----- Texte proposé

Jean-Luc Guillemoto, de la préfecture à la direction de l'IRA de Nantes

Christine Cathiard • mis à jour le

Avant d’être à la tête de l’une des grandes écoles de l’administration, l'IRA de Nantes (Loire-Atlantique), Jean-Luc Guillemoto a été directeur de cabinet, adjoint de sous-préfet, chef de bureau au ministère de l’Intérieur… Des postes à haute responsabilité et des moments forts où l’on se sent "sur le fil du rasoir". Rencontre avec celui qui a rejoint, à l'été 2017, le ministère de l'Immigration. Jean-Louis Donz le remplace à la tête de l'IRA.

C’est un homme tout simple qui débarque dans le bureau avec son sac à dos. Et pourtant, il fait partie de grands commis de l'Etat, qui œuvrent à l’abri des regards et des médias dans des moments aussi importants que le naufrage de "l’Erika", les festivals de musique techno ou encore les déplacements du chef de l’Etat… Avant de devenir le directeur de l’un des 5 instituts régionaux d’administration (IRA) qui forment les futurs cadres de l’administration française.

Etudes du futur directeur de l'IRA : comptabilité et droit public

Coté études : un bac G2 de comptabilité, pour commencer. "Mes études de compta m’ont passionné. Je voulais être comptable !" Jean-Luc Guillemoto intègre alors la faculté de droit, en visant un DECS de comptabilité. Or... "Je découvre le droit public, je me suis passionné et, du coup, j'ai peu touché au droit privé.3"

Assez rapidement, intégrer l’administration lui apparaît une « voie normale, une évidence » : ce sera donc l’IRA de Nantes (Loire-Atlantique) en 1978, créé cinq ans seulement auparavant. Au concours d’entrée, la première tentative sera la bonne. « Découverte de Paris » pour passer l’oral de l’IRA à la tour Montparnasse, puis embarquement pour deux années de formation. "J’ai découvert à l’IRA d’autres disciplines, comme la rédaction administrative, et une intervenante avec beaucoup de charisme, une directrice de préfecture à la fois attentionnée et exigeante. "

Premier poste en préfecture, en qualité de rédacteur

Premier poste à la préfecture de Seine-Maritime, comme rédacteur, puis à Mayotte, où il fut gestionnaire pendant seize mois pour le compte du service national. «J’ai découvert une autre partie de la France, une autre culture, d’autres pratiques administratives avec le sentiment d’être pionnier car l’administration se mettait en place à l’époque ; il n’y avait pas encore de transmission électronique, il fallait aller à La Poste pour appeler la métropole ! »

----------
----- Données saisies

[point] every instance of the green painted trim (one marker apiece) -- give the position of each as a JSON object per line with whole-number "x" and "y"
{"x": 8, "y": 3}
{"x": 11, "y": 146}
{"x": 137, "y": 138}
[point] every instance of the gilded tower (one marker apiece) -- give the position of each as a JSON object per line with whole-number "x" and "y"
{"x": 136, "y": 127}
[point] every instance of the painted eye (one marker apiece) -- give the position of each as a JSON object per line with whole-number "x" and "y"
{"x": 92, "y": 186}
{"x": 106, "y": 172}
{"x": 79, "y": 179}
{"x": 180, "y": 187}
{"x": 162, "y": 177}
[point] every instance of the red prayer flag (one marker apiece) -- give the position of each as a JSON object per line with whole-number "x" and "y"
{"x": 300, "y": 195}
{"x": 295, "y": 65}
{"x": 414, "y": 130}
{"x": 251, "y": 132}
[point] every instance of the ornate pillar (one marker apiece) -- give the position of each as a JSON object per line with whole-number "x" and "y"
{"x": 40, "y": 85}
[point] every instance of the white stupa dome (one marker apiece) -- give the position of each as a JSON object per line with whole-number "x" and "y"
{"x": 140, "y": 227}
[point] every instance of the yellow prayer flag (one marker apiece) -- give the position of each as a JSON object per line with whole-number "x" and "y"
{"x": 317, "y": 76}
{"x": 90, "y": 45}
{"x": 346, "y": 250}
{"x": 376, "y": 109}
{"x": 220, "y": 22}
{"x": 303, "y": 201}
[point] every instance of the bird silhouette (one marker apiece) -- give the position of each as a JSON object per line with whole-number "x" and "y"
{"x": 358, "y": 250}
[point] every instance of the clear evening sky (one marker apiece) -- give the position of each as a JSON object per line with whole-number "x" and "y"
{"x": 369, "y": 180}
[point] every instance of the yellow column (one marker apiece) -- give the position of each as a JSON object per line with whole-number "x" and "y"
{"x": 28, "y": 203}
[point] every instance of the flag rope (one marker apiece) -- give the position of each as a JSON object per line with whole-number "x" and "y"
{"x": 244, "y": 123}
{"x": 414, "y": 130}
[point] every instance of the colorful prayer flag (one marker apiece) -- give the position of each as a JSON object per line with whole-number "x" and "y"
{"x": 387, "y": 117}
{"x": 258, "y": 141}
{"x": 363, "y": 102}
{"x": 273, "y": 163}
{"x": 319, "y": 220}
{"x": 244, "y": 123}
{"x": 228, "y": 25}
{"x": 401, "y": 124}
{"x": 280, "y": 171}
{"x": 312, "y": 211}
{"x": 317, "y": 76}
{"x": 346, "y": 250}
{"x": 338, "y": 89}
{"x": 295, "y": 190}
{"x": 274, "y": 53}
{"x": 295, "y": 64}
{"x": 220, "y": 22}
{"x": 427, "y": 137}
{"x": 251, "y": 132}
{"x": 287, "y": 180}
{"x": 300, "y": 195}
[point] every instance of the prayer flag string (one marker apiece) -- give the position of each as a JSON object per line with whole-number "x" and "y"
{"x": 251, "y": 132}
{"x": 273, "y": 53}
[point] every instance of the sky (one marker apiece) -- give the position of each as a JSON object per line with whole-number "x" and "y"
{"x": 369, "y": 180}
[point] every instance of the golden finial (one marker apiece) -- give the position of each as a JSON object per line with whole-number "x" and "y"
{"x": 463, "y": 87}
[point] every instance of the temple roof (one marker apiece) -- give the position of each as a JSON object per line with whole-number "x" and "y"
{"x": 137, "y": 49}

----------

● **Travail à faire**
**1)** Indiquez si chacune des affirmations suivantes est conforme à l'article sur Jean-Luc Guillemoto en répondant par oui ou par non. Citez chaque fois les mots du texte qui tranchent.
(a) Jean-Luc Guillemoto a réussi le concours d'entrée de l'IRA dès sa première tentative.
(b) L'IRA de Nantes existait depuis plus de dix ans lorsqu'il y est entré.
(c) À Mayotte, il a exercé comme gestionnaire pendant deux ans.
**2)** Poursuivez l'article sur Jean-Luc Guillemoto à partir de sa dernière phrase.

● **Réponses**
**1)**
(a) Oui : « Au concours d’entrée, la première tentative sera la bonne. »
(b) Non : « créé cinq ans seulement auparavant ».
(c) Non : « où il fut gestionnaire pendant seize mois ».

**2)**
Après Mayotte, la Seine-Maritime, l'un des plus jeunes responsables de bureau

Puis retour dans la Seine-Maritime, comme responsable de bureau, parmi les plus jeunes, à une époque où « on ne parle pas encore de management » et où il faut gérer un service de 18 personnes. « Je n’étais pas préparé au management et j’avais deux adjointes de l’âge de ma mère » explique-t-il, avec un sourire, en se souvenant que les jeunes femmes du bureau à l’époque « tapaient jusqu’à 100 cartes par jour » (carte d’identité, passeport). Il en retient une expérience difficile mais riche, mélange de maternage, d’apprentissage et d’affirmation de soi.

A 26 ans, Jean-Luc Guillemoto occupe différents postes à la préfecture de Charente-Maritime, à la Rochelle : « Une très belle ville quand on y vit, mais l’envers de la carte postale est différent, c’est une zone touristique avec tous les problèmes inhérents. » Ses deux enfants naîtront là-bas, un moment important de la vie familiale de 1983 à 1997.

Formation et informatisation

Durant cette période, il explore de nouveaux champs dont ceux de la formation et l’informatisation des services « c’était les débuts de l’informatisation, il fallait anticiper plutôt que subir, j’étais correspondant informatique de la préfecture ». Etant aussi référent formation, il propose diverses actions de formation aux services.

En 1987, il est nommé responsable de la gestion des moyens de la préfecture, avec Pierre Joxe à l’époque à l’Intérieur, dans un contexte de modernisation, qui dote la préfecture d’un budget autonome de fonctionnement : "Neuf mois plus tard, le préfet cherchait un responsable, je me suis porté candidat et ce fut une période riche et intense, avec la mise d’outils de gestion en capitalisant sur mes connaissances informatiques. "

Il deviendra responsable des moyens de la préfecture Informatique-Bâtiment-RH : « Un moment clé car ça m’a conduit à prendre la mesure des attentes qu’on peut avoir vis-à-vis d’un cadre, nous avions notamment monté un groupe de travail sur l’optimisation des règles de gestion, l’échange de bonnes pratiques.»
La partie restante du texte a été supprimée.